• _Exercise aim_
Can you format each of the records below as a JSON list of strings, one string per line, with blank lines omitted?

• _Data excerpts_
========

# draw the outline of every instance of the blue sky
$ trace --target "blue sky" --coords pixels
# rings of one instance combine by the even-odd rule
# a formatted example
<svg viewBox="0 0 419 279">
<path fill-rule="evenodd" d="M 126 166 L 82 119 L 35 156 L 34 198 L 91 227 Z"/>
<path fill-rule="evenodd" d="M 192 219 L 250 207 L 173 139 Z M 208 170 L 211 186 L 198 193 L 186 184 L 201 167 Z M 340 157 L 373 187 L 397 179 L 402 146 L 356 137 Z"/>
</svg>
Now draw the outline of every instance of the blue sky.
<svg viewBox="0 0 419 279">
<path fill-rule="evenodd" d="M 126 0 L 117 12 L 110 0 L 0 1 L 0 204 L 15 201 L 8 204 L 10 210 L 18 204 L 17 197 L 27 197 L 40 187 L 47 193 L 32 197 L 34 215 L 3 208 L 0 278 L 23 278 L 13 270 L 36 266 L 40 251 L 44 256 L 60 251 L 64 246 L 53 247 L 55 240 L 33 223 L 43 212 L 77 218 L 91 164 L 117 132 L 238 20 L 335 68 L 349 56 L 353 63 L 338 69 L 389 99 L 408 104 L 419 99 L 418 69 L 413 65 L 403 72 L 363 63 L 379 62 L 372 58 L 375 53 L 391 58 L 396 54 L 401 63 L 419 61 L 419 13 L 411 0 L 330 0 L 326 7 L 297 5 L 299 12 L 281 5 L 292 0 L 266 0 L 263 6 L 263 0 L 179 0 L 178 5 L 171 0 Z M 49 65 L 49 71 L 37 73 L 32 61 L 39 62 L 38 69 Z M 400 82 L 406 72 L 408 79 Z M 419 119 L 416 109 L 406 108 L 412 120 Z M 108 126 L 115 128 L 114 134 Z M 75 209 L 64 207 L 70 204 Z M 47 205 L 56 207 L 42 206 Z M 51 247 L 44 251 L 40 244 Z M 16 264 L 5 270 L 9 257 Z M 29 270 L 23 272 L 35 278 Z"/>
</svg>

========

• _Task result_
[
  "# draw the outline of every instance of the blue sky",
  "$ trace --target \"blue sky\" --coords pixels",
  "# rings of one instance combine by the even-odd rule",
  "# a formatted example",
  "<svg viewBox=\"0 0 419 279\">",
  "<path fill-rule=\"evenodd\" d=\"M 126 166 L 82 119 L 35 156 L 34 198 L 91 227 Z\"/>",
  "<path fill-rule=\"evenodd\" d=\"M 192 219 L 250 207 L 173 139 Z M 208 170 L 211 186 L 198 193 L 186 184 L 201 167 Z M 340 157 L 373 187 L 397 179 L 402 146 L 356 137 Z\"/>",
  "</svg>",
  "Now draw the outline of every instance of the blue sky.",
  "<svg viewBox=\"0 0 419 279\">",
  "<path fill-rule=\"evenodd\" d=\"M 126 0 L 117 12 L 110 0 L 0 1 L 0 204 L 15 201 L 8 204 L 10 210 L 18 204 L 17 197 L 27 197 L 40 187 L 47 193 L 32 197 L 34 215 L 3 208 L 0 278 L 23 278 L 13 270 L 36 266 L 40 251 L 44 256 L 60 251 L 64 246 L 53 247 L 55 240 L 33 223 L 43 212 L 77 218 L 91 164 L 117 132 L 238 20 L 335 68 L 349 56 L 353 63 L 338 69 L 389 99 L 408 104 L 419 99 L 418 69 L 413 65 L 403 72 L 363 63 L 379 62 L 372 58 L 375 53 L 391 58 L 396 54 L 401 63 L 419 61 L 419 13 L 411 0 L 330 0 L 326 7 L 297 5 L 299 12 L 281 5 L 292 0 L 266 0 L 263 6 L 263 0 L 179 0 L 178 5 L 171 0 Z M 49 65 L 49 71 L 37 73 L 32 61 L 39 62 L 38 69 Z M 400 82 L 406 72 L 408 79 Z M 419 119 L 416 109 L 406 108 L 412 120 Z M 108 126 L 115 128 L 114 134 Z M 75 209 L 64 207 L 70 204 Z M 47 205 L 56 207 L 42 206 Z M 51 247 L 44 251 L 40 244 Z M 16 264 L 5 270 L 9 257 Z M 29 270 L 23 272 L 35 278 Z\"/>",
  "</svg>"
]